[A block of data]
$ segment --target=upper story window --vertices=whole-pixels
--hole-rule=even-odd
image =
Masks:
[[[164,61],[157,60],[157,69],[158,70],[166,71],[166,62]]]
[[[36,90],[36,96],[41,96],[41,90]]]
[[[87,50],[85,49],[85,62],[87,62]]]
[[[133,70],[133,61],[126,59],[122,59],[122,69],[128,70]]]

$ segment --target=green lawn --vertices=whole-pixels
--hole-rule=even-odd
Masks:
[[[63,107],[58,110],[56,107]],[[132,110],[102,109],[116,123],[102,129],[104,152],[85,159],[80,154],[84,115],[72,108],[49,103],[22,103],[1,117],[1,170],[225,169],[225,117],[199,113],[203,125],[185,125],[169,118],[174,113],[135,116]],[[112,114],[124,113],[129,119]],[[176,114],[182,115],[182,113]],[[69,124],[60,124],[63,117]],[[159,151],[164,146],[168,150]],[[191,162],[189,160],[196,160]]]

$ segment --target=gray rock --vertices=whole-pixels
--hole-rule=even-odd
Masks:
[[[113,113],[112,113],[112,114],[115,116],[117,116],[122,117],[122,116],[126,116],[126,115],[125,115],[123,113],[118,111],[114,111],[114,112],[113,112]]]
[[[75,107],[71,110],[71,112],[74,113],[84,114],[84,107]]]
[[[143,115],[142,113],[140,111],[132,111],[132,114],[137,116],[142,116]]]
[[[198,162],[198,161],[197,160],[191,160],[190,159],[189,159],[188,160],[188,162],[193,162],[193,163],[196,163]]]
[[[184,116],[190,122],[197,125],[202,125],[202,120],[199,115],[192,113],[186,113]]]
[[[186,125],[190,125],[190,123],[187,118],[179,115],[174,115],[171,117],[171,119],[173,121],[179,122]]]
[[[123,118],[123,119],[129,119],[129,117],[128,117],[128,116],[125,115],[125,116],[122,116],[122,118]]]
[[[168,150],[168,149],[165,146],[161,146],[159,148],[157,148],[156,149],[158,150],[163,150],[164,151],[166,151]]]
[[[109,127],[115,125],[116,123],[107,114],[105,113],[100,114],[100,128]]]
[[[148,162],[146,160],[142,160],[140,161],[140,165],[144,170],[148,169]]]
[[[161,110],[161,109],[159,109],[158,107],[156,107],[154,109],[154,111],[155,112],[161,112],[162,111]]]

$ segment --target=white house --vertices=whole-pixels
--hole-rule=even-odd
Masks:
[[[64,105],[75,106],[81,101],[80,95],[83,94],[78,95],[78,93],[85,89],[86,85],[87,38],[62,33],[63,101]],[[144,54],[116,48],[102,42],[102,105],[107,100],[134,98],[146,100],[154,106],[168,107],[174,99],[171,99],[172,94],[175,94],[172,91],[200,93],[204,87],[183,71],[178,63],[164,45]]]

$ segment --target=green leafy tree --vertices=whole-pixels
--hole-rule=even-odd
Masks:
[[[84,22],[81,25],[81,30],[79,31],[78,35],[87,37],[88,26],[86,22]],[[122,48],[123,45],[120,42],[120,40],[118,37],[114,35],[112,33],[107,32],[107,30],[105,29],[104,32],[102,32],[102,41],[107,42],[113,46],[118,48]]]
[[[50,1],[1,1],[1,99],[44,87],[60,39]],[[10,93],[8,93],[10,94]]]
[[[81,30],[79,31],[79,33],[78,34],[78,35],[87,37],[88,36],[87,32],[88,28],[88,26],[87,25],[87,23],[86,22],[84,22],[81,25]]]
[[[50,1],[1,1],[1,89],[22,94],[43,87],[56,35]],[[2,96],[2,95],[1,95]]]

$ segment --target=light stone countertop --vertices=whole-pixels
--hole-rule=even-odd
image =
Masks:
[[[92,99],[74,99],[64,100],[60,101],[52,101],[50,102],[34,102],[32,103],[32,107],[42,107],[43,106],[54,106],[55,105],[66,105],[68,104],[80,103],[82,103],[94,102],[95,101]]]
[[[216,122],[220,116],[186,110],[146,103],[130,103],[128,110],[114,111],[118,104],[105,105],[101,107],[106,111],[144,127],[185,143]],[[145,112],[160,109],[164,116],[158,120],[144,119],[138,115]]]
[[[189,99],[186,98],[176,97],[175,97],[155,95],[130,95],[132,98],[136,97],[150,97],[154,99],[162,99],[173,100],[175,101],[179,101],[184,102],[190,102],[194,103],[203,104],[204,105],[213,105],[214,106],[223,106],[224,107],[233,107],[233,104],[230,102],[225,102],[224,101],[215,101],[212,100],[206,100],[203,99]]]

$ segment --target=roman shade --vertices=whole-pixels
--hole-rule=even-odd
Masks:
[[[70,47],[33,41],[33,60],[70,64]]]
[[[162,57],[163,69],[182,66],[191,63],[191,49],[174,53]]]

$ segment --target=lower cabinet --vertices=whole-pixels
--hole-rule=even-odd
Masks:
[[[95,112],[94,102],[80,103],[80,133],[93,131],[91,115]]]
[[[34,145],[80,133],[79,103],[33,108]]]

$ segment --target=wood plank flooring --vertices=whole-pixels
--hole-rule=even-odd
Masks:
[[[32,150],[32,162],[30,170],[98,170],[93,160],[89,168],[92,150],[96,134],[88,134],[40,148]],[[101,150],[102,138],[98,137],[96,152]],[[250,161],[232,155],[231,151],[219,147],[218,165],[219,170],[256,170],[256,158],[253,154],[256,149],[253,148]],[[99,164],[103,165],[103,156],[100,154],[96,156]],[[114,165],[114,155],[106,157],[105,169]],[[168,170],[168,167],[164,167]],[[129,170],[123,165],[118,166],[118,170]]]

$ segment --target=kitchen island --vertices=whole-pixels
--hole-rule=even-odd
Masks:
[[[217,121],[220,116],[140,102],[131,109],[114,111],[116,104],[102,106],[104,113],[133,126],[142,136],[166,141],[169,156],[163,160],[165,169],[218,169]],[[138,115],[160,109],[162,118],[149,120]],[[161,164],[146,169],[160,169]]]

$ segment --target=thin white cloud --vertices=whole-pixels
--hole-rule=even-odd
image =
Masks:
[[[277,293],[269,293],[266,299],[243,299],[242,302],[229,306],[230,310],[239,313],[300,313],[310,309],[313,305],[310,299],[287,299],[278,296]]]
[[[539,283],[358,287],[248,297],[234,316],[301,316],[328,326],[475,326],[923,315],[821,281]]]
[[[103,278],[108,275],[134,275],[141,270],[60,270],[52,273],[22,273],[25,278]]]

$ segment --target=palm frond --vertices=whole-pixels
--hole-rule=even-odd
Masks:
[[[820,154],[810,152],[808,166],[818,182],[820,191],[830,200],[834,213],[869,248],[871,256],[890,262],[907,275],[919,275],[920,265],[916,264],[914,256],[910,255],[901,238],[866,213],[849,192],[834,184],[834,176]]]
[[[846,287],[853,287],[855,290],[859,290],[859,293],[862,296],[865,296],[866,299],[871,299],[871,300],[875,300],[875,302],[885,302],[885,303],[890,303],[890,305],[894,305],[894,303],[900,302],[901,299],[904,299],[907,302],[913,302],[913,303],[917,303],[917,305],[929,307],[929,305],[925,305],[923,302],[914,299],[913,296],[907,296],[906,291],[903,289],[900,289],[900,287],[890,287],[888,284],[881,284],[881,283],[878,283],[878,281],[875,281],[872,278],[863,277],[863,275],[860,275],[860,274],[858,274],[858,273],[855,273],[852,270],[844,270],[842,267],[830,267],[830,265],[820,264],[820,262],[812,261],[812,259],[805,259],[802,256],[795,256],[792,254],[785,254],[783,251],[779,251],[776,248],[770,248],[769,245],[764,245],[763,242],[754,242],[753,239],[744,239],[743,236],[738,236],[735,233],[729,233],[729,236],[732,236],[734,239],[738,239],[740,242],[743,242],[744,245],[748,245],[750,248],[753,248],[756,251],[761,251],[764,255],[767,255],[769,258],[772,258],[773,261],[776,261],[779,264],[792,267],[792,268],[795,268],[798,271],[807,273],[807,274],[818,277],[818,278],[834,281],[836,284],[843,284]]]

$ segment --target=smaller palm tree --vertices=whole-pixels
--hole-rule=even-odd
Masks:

### SET EXERCISE
Copy the material above word for word, from its first line through the line containing "[[[133,70],[133,61],[126,59],[122,59],[122,69],[128,70]]]", including both of those lines.

### RESULT OF THIS EXERCISE
$ segment --target=upper story window --vertices=whole-pixels
--hole-rule=even-odd
image =
Masks:
[[[164,61],[157,60],[157,69],[158,70],[166,71],[166,62]]]
[[[36,90],[36,96],[41,96],[41,90]]]
[[[87,50],[85,49],[85,62],[87,62]]]
[[[133,70],[133,61],[126,59],[122,59],[122,69],[128,70]]]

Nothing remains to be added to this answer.